6.5 The Respondent’s reference to the scope of the Complainant’s Canadian, as opposed to US, registered trademarks is similarly misconceived. All a complainant need do under the Policy is to identify trademark rights recognised in a particular jurisdiction in respect of which the domain name is said to be identical or confusingly similar. That is not to say the fact that a Complainant does or does not have trademark rights in the jurisdiction in which a Respondent is located, is necessarily irrelevant in UDRP proceedings. There may be cases where that fact is important in the assessment of the existence of rights or legitimate interest and/or registration and use in bad faith. However, it is not relevant in a case such as this when assessing whether a complainant has satisfied paragraph 4(a)(i) of the Policy.

B. Rights or Legitimate Interests

6.6 The Complainant contends in the Complaint that because it has demonstrated its right and interest in the Domain Name, by virtue of its lawful trademarks, the burden rests with the Respondent to show that he has a right or legitimate interest in the Domain Name. This is simply not correct. If it were, a complainant would need to do nothing more under this heading than refer to his registered trademark.

6.7 However, the Complainant then goes on to make a series of assertions essentially to the effect that the Respondent does not have registered rights, is not authorised by the Complainant and that none of the circumstances set out in paragraph 4(c) of the Policy are satisfied. Paragraph 4(c) of the Policy sets out a non-exhaustive list of circumstances that if shown by a respondent will demonstrate rights or a legitimate interest.

6.8 What the Complainant has done here is a common approach in complaints. Whilst, a complainant bears the burden of proof of each element of paragraph 4(a) of the Policy, the concern is that in the case of the requirement of no legitimate rights or interests, it is essentially being asked to prove a negative. Therefore, by making the assertions described, a complainant hopes to make out a prima facie case under this heading so that the burden of proof will then effectively pass to the respondent.

++++++++++

## TASKS FOR THIS EXERCISE
a – In the UDRP passage, rewrite the stretch from "6.7 However, the" through "a legitimate interest." with "assertions" changed to "claims".
b – Answer these questions on the UDRP passage:
(i) Which paragraph of the Policy sets out a non-exhaustive list of circumstances that, if shown by a respondent, will demonstrate rights or a legitimate interest?
(ii) For the requirement of no legitimate rights or interests, what is a complainant essentially being asked to prove?
(iii) By making the assertions described, what does a complainant hope to make out?
c – Resume the UDRP passage, picking up right after its final sentence.
The listing that comes after the UDRP passage is separate material with no connection to it.

## INFORMATION SUPPLIED
++++++++++

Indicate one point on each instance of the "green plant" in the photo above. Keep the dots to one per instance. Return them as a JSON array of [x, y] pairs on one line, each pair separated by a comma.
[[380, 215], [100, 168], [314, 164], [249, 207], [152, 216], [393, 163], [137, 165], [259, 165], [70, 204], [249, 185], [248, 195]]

++++++++++

## RESULTS FOR EACH TASK
a –
6.7 However, the Complainant then goes on to make a series of claims essentially to the effect that the Respondent does not have registered rights, is not authorised by the Complainant and that none of the circumstances set out in paragraph 4(c) of the Policy are satisfied. Paragraph 4(c) of the Policy sets out a non-exhaustive list of circumstances that if shown by a respondent will demonstrate rights or a legitimate interest.

b –
(i) Paragraph 4(c) of the Policy.
(ii) A negative.
(iii) A prima facie case under this heading, so that the burden of proof will then effectively pass to the respondent.

c –
6.9 However, the Respondent does in this case provide an explanation as to why he registered the Domain Names. He claims to have registered Domain Names comprising a combination of “generic” words for use in connection with a business to which those words relate. This is said to be done without any knowledge of the Complainant’s interest in the SERVICEMASTER name, and without any intention to trade off the Complainant’s goodwill in that name. In essence, therefore, whether or not the Respondent has a legitimate right of interest in this case depends upon whether the Panel accepts the Respondent’s assertions in this respect. As the Panel explains in detail under the heading Bad Faith below, it does not. In the circumstances, the Panel finds that the Complainant has made out its case under paragraph 4(a)(ii) of the Policy.

C. Registered and Used in Bad Faith

6.10 There is a fundamental dispute of fact between the parties that goes to the heart of whether or not the registration and use of the Domain Names was in bad faith. That is, to what extent the Respondent was aware of the Complainant and its business at the time that it registered the Domain Names.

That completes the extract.